-------- MATERIAL
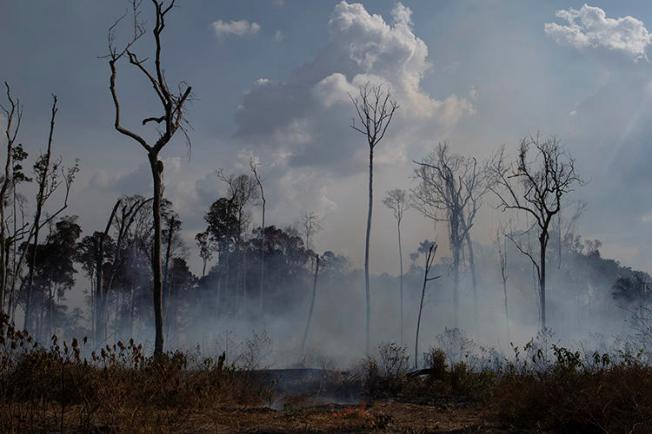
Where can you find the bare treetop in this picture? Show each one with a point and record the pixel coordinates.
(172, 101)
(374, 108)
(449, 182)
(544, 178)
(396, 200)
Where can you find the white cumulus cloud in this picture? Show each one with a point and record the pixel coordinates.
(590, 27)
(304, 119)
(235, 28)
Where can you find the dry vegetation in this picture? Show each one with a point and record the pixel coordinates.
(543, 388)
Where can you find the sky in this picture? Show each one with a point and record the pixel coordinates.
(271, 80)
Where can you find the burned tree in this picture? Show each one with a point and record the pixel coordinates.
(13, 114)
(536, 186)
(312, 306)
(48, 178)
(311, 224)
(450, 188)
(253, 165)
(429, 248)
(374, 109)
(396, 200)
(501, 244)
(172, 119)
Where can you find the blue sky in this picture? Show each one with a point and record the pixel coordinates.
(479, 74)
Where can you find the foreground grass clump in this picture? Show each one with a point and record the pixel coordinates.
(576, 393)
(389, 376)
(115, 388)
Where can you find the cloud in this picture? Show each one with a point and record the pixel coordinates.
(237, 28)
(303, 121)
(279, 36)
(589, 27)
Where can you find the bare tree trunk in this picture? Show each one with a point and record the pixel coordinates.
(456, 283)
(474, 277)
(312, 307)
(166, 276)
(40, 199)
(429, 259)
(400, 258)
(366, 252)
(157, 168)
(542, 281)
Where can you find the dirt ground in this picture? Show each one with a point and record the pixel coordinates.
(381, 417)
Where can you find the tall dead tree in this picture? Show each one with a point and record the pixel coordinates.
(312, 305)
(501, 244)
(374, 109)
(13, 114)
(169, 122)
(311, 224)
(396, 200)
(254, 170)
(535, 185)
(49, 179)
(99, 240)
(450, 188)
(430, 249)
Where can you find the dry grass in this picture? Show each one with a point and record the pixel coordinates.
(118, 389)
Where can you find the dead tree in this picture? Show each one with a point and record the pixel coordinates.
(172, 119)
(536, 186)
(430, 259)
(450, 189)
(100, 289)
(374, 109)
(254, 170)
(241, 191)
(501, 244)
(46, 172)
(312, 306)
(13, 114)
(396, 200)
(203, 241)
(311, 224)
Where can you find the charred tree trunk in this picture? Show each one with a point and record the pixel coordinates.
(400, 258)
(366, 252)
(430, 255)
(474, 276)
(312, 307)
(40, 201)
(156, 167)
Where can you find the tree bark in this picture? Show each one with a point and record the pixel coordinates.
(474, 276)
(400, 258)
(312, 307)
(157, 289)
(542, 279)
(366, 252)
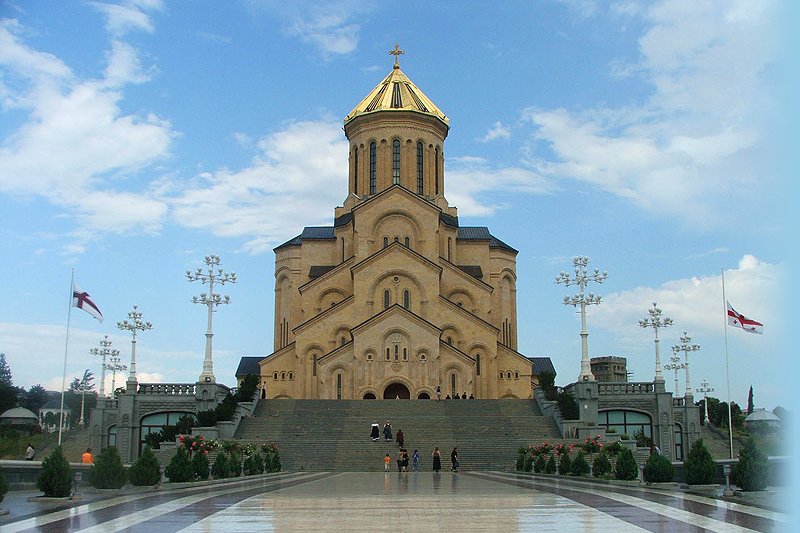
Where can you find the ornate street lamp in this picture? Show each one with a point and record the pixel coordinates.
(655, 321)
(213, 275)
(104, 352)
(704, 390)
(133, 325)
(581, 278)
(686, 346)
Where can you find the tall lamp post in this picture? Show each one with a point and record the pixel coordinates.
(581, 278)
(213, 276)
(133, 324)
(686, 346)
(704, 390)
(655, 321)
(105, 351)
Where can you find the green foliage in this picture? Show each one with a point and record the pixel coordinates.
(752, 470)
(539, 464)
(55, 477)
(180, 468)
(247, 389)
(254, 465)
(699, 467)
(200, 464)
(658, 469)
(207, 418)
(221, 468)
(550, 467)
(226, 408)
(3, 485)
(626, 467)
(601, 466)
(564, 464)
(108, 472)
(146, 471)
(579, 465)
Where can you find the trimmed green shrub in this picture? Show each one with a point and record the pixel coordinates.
----------------
■ WHAT YOU HAVE TO DO:
Lay out every line from the one containing "Where can you find the ornate" down to the end of the material as a Markdown table with the columns No. and Line, leaving out blank lines.

■ COMPLETED TASK:
| No. | Line |
|---|---|
| 1 | Where can you find the ornate street lamp in this picture? Show each one with a point and record the pixel coordinates. |
| 2 | (655, 321) |
| 3 | (213, 275) |
| 4 | (104, 352) |
| 5 | (704, 390) |
| 6 | (133, 325) |
| 7 | (581, 278) |
| 8 | (686, 346) |
| 9 | Where can you find the tall lamp post in this picture? Show each one with a point and record the pixel coordinates. |
| 10 | (581, 278) |
| 11 | (213, 276) |
| 12 | (133, 324) |
| 13 | (686, 346) |
| 14 | (704, 390) |
| 15 | (655, 321) |
| 16 | (105, 351) |
| 17 | Where can you find the green foliage in this picture? Show each one with a point and record the pixel coordinates. |
| 18 | (752, 470) |
| 19 | (539, 464) |
| 20 | (55, 477) |
| 21 | (180, 468) |
| 22 | (247, 389) |
| 23 | (254, 465) |
| 24 | (699, 467) |
| 25 | (200, 464) |
| 26 | (658, 469) |
| 27 | (207, 418) |
| 28 | (221, 468) |
| 29 | (550, 467) |
| 30 | (226, 408) |
| 31 | (3, 485) |
| 32 | (626, 467) |
| 33 | (601, 466) |
| 34 | (564, 464) |
| 35 | (108, 472) |
| 36 | (146, 471) |
| 37 | (579, 465) |
| 38 | Where can you find the trimmed green shrub in this picture? Show each one with a point and record the pixel coordinates. |